### [Task to complete]
Pick out every line of the records below that contains the word "roof" and copy each one. Case counts.

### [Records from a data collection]

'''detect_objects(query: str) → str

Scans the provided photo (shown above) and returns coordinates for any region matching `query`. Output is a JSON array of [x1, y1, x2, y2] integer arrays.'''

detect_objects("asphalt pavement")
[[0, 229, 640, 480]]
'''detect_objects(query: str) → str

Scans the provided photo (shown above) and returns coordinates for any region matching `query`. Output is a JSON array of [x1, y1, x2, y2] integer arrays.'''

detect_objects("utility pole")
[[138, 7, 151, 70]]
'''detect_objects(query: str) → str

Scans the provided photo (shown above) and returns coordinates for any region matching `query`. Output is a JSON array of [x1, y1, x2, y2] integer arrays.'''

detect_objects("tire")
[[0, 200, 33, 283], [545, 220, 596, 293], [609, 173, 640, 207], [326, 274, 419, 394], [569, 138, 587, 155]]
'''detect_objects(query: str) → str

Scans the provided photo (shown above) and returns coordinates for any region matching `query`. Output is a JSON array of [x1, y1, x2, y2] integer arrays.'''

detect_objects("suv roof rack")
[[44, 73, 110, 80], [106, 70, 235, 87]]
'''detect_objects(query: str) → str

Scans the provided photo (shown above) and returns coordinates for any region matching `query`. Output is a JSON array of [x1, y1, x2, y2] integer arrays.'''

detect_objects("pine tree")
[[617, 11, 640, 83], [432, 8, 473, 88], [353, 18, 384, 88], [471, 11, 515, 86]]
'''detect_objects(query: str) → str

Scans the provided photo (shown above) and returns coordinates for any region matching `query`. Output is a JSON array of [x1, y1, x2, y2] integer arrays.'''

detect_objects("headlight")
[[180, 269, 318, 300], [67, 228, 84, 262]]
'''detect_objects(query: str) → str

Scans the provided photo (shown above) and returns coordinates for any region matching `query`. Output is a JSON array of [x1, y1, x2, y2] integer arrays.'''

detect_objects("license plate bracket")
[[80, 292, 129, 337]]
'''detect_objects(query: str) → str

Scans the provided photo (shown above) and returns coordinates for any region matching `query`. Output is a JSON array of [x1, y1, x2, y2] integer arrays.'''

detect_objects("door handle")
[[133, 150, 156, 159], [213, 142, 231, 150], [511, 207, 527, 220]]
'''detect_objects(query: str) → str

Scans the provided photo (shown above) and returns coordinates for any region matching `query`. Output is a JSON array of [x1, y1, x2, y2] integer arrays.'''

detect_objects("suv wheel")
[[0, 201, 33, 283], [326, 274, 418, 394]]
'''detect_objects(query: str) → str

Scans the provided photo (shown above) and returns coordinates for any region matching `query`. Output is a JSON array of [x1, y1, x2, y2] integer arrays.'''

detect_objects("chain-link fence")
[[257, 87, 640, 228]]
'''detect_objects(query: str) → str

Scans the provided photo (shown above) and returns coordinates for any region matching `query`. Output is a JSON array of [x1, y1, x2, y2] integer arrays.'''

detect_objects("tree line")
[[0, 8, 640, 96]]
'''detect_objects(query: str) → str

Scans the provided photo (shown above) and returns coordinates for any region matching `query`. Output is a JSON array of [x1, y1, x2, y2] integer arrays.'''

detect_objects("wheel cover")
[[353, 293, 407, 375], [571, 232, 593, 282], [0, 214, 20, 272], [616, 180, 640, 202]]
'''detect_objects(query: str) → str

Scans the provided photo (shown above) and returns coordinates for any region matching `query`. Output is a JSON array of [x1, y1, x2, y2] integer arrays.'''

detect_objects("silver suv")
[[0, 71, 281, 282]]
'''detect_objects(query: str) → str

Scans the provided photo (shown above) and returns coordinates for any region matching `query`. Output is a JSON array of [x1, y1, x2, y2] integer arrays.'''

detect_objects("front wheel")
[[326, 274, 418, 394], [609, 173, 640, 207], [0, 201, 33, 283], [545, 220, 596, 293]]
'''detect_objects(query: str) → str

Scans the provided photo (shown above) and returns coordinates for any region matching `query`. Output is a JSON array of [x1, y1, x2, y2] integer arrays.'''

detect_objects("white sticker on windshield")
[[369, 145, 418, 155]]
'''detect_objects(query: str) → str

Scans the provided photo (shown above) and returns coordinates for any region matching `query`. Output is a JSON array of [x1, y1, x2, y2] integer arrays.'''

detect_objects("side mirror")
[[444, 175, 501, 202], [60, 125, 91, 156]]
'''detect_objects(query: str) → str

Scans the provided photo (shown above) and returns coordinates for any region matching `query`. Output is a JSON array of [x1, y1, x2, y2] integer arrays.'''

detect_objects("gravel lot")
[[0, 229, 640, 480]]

...

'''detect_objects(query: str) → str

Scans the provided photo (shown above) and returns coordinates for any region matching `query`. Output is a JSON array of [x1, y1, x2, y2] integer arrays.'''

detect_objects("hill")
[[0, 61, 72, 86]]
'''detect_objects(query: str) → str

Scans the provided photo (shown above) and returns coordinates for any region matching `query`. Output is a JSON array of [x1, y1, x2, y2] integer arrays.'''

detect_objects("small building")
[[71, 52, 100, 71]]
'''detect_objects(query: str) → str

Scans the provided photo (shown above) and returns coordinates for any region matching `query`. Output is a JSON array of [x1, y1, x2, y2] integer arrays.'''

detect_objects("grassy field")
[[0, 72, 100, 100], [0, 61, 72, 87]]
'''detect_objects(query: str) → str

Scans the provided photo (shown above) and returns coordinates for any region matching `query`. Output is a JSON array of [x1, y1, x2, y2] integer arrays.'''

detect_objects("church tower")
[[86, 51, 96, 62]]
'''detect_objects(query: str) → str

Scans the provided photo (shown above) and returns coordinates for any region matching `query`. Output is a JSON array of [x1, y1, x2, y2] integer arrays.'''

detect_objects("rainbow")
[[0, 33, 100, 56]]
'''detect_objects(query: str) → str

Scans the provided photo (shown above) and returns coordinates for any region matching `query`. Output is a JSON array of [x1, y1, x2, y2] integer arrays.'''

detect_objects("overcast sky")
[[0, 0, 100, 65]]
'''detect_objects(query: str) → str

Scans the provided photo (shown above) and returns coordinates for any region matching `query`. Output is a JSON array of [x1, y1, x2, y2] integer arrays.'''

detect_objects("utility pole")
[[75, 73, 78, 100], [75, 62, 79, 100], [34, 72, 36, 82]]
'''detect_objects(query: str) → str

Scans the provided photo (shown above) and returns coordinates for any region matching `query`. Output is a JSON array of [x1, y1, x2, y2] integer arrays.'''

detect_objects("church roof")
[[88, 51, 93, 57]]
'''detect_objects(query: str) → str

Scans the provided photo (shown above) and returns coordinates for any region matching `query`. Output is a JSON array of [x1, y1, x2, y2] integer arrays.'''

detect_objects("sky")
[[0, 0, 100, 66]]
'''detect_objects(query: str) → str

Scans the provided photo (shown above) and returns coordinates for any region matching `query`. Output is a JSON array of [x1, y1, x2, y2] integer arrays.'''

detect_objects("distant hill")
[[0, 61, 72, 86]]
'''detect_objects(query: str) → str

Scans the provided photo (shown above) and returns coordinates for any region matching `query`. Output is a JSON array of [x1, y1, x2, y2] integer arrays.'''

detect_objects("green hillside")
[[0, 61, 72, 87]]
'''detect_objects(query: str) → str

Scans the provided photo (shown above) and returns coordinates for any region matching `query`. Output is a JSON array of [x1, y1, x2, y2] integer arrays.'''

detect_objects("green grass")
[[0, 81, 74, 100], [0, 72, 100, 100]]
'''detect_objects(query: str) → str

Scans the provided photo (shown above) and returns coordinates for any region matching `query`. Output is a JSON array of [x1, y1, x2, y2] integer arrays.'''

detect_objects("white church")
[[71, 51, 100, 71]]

...

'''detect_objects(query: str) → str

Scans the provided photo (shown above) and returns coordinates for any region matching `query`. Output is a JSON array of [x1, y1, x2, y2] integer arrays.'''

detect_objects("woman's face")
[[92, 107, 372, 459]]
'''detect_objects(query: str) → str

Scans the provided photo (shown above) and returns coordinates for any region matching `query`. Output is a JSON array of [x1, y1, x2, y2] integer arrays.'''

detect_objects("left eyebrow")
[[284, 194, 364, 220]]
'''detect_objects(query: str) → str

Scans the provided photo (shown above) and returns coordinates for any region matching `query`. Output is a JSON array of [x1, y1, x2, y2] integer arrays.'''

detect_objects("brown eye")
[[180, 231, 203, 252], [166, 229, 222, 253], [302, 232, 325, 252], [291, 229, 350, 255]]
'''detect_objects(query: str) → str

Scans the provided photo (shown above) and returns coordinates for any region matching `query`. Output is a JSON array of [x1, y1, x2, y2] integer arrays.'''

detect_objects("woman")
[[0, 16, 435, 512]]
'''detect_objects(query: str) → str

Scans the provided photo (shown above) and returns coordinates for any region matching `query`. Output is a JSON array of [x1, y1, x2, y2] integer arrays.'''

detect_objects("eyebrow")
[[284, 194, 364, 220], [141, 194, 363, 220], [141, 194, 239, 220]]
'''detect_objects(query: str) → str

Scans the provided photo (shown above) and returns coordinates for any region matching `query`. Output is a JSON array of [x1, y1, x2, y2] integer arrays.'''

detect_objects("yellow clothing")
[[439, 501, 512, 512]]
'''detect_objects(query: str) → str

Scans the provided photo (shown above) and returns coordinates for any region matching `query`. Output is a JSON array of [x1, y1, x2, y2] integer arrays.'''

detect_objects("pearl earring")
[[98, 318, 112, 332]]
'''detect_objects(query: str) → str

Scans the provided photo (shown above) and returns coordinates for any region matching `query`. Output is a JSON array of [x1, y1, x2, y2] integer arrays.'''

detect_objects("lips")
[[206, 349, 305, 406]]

### [Finished task]
detect_objects("suv roof rack")
detect_objects("church roof")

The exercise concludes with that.